▸ **Problem to work on**: Repeat each entry as written and leave the images out of the copy.

▸ **Data for review**:
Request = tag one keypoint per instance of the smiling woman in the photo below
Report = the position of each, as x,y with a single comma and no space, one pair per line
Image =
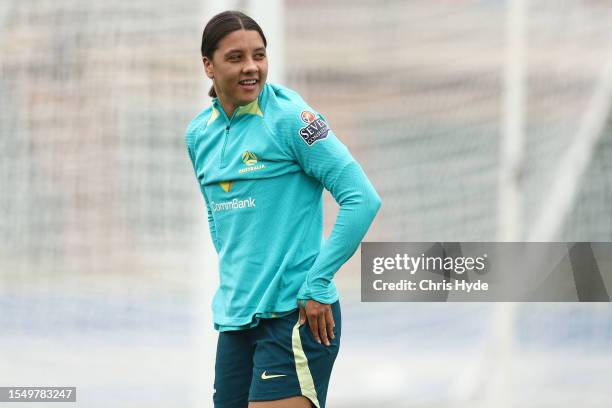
239,68
262,157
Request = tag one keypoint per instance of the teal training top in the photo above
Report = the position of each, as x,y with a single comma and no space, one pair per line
262,174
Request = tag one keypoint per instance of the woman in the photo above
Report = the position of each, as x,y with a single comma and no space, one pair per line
262,157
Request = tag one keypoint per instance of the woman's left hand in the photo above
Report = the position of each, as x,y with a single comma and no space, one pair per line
320,320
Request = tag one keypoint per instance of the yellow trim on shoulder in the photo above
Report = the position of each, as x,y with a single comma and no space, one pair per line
301,367
250,109
213,116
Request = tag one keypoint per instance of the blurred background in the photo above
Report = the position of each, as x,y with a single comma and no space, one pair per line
481,120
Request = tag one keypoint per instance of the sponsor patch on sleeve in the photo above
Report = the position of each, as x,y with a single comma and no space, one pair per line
315,129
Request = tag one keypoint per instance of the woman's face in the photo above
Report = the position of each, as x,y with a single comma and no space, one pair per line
239,68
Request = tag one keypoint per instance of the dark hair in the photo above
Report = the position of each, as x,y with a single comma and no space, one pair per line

▸ **Expected output**:
Request = tag one keypoint per instance of the smiling woman in the photo below
Report = the position of each, as x,y with a single comma and no space, one pair per line
Image =
239,68
262,157
Request = tag one keypoint per instance of the teal training top in the photo above
Report = the position of each, as x,y with a single comma and no space, one pair per line
262,174
Request = tag one keypoint per instance of the woman in the photo above
Report = the position of each, as x,y with a single comma and no space, one pair per line
262,157
Request = tag one keypoint per instance of the woman's left hand in the photo above
Report = the position of each, as x,y with a single comma and no space, one pair per line
320,320
Request = tag one keypoint per instance of the yellow trim on shoulder in the photo above
Report = the position of each, as x,y with a single comma and no space, one pair per line
301,367
250,109
213,116
Request = tag one keypoint per instance of the blurred background in the photo above
Report = the position of each, as x,y with a single comma and no space, one pair per line
481,120
Request = tag one keypoint per instance of the sponsor patch on sleeve in the photo above
Report = the position of each, as x,y with a single comma and no space, one pair per line
315,129
Request = tag one keypoint per instance of the woman's face in the photo above
Report = the position of each, as x,y with a single comma and no space, one pair per line
239,68
Request = tag one keypoint per instance of the dark hair in the photo above
Report = the position of each, as x,y with a single comma and no space, one pair per line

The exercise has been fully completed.